==== Items ====

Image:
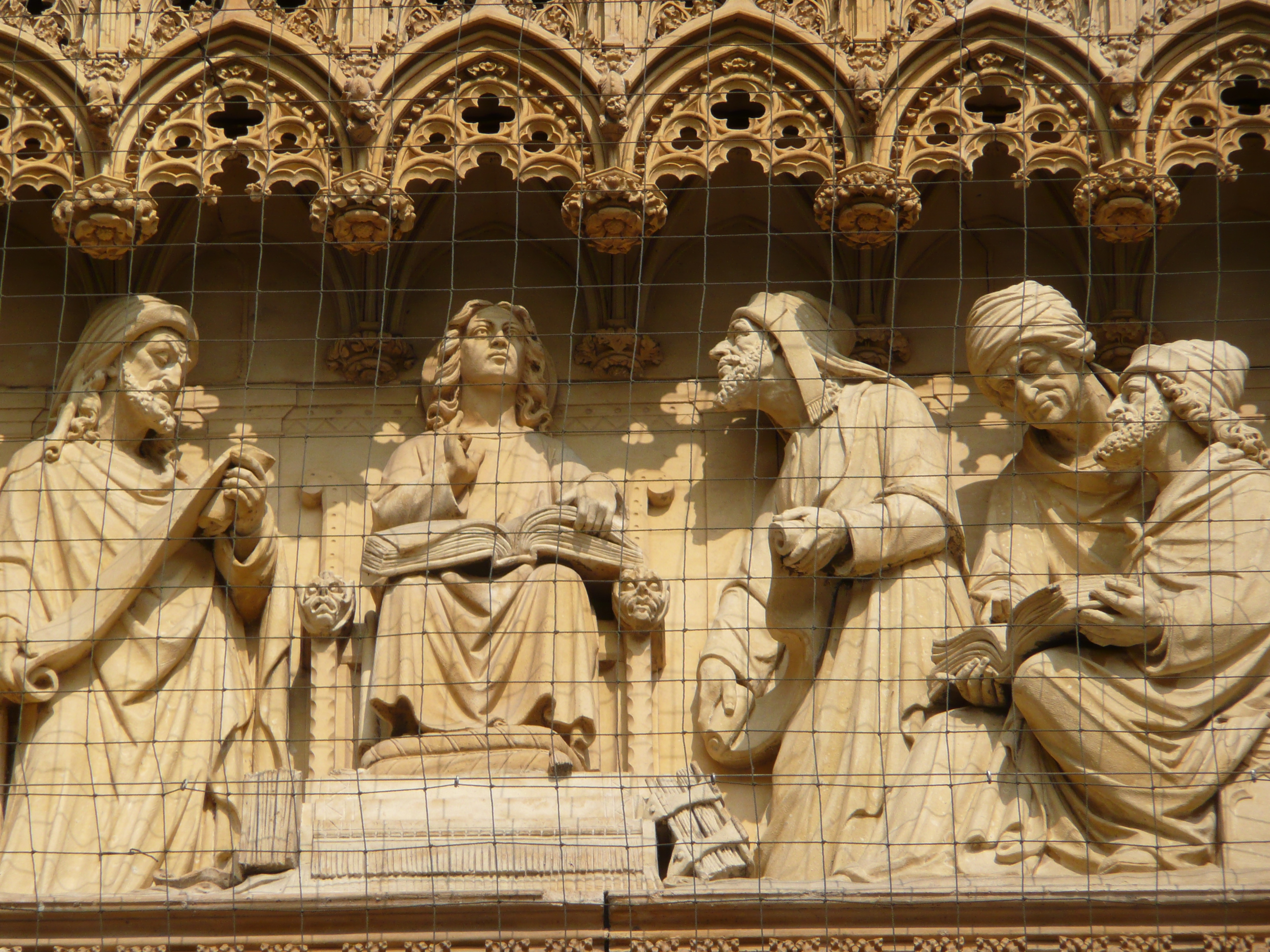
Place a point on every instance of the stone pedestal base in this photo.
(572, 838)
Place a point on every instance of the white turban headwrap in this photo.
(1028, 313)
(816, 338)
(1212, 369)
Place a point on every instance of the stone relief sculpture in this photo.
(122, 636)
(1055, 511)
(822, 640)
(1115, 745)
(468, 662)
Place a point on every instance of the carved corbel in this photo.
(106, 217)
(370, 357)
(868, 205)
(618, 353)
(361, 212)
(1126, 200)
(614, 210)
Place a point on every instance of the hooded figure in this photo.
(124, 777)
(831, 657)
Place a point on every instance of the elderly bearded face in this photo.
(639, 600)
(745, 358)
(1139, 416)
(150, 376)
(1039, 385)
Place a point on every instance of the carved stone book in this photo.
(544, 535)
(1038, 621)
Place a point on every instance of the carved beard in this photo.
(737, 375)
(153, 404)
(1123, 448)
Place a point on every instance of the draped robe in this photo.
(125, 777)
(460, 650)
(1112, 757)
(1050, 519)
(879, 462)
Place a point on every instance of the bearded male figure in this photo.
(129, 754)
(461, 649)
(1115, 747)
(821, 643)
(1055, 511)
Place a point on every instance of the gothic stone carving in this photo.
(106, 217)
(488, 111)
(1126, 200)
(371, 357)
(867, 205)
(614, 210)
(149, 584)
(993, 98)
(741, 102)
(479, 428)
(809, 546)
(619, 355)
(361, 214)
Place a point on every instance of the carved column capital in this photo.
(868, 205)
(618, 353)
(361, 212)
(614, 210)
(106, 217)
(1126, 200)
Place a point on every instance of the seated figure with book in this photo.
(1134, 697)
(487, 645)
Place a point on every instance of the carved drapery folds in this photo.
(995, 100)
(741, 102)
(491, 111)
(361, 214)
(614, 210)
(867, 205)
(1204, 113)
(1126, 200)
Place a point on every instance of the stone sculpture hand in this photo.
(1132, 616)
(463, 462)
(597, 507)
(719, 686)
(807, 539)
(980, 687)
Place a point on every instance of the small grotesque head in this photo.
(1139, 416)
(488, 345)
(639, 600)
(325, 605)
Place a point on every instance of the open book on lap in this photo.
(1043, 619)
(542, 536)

====
==== Items ====

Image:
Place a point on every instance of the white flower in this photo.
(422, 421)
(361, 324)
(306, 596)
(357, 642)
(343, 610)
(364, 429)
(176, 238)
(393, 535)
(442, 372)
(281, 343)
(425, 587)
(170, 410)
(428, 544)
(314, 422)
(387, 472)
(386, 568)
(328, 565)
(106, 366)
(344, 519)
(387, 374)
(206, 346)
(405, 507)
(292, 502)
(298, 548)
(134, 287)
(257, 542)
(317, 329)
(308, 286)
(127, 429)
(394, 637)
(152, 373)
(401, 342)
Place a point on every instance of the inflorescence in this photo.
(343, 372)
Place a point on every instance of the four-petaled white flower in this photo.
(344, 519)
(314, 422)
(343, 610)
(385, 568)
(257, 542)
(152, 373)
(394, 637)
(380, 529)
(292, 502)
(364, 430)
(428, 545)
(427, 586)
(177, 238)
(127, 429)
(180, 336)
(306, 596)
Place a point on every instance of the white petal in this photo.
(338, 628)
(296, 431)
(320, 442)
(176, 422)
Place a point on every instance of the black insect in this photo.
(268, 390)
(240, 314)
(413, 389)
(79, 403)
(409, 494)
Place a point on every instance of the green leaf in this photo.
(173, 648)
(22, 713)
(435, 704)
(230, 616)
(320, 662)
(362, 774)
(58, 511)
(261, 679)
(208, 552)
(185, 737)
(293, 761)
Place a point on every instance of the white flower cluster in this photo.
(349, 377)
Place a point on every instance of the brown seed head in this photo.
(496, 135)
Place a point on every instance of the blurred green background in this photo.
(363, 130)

====

Job – Count the lines in the items above that contain the string "flower", with case mattering, and give only the number.

Solution for this exercise – 3